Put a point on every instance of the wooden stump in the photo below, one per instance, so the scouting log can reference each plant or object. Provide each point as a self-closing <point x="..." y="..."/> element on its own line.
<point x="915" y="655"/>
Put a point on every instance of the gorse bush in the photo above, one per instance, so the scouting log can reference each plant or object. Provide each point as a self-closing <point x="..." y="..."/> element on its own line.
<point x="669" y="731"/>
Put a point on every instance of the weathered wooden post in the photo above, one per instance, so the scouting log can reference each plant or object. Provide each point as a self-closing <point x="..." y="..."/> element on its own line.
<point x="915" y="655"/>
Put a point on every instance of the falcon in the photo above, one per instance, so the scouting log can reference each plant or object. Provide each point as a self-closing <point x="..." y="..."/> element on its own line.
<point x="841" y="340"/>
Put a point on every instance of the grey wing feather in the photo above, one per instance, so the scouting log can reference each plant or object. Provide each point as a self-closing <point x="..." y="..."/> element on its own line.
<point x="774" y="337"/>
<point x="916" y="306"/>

* * *

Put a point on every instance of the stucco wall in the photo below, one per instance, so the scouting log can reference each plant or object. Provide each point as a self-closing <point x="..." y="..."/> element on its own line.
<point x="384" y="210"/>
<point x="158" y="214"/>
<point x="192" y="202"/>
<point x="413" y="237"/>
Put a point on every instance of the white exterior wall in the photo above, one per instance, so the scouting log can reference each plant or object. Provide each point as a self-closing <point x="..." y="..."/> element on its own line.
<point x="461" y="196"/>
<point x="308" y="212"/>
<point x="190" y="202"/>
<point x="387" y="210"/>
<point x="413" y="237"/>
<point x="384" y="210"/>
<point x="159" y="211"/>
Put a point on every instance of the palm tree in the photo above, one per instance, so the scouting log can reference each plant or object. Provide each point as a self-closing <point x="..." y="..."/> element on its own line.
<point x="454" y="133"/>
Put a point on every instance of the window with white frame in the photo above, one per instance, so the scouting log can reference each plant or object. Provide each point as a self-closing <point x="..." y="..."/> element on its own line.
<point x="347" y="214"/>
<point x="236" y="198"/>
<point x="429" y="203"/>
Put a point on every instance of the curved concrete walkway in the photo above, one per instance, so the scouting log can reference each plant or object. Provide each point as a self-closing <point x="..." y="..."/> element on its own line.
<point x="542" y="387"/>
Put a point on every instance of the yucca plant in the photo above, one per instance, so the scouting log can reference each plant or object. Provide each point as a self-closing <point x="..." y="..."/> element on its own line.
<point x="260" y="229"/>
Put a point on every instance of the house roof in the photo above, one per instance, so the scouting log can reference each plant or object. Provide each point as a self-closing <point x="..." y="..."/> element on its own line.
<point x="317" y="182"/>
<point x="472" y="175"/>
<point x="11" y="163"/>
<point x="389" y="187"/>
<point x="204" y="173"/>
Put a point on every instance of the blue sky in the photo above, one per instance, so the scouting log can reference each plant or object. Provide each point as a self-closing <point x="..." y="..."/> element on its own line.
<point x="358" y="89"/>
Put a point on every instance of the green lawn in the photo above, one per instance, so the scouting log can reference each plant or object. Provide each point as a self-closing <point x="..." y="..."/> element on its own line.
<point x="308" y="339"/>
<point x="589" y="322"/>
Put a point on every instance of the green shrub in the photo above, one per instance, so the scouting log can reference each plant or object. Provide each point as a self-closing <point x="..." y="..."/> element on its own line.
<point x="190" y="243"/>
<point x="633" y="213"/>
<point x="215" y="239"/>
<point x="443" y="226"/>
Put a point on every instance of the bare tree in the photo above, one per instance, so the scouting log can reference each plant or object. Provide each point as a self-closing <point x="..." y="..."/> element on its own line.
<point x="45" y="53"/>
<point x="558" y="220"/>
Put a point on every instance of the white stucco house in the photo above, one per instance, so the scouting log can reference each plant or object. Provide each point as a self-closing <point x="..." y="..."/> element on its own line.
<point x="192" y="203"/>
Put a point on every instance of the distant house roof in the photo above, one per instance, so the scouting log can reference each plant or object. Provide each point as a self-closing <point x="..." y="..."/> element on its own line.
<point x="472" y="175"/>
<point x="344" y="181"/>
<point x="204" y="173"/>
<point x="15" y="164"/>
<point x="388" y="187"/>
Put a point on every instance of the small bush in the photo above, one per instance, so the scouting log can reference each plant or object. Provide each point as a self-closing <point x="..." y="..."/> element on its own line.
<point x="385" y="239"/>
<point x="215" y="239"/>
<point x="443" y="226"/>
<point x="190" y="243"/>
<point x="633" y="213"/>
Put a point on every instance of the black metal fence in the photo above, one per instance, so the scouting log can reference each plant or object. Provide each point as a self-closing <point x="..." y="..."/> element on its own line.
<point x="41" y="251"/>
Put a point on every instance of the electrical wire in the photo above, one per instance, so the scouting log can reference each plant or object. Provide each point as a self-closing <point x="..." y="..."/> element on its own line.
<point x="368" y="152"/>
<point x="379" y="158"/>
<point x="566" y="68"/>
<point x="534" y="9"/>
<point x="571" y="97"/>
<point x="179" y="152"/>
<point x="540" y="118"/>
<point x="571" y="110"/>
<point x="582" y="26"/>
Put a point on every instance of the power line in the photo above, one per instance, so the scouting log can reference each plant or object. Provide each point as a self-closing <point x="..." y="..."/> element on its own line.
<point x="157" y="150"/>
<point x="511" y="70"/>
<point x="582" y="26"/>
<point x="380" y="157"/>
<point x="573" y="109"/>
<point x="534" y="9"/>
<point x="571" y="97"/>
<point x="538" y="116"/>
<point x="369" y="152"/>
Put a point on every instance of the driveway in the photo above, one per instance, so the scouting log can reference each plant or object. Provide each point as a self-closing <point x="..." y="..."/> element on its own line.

* * *

◆ WHAT IS BEING ASKED
Pull out every line of the material above that contains the word "green", copying each line in full.

◆ ANSWER TO THE PROBLEM
Put a point on every instance of the green lawn in the photo above, one per instance, so the scouting log can reference each plant or object. Provide each point as a self-closing <point x="..." y="..."/> element on its own line.
Put a point on every instance of the green shrub in the photo above, one per instance, so the scouting log can reference each plant or object. Provide each point as a self-closing <point x="..." y="..."/> element on its own line.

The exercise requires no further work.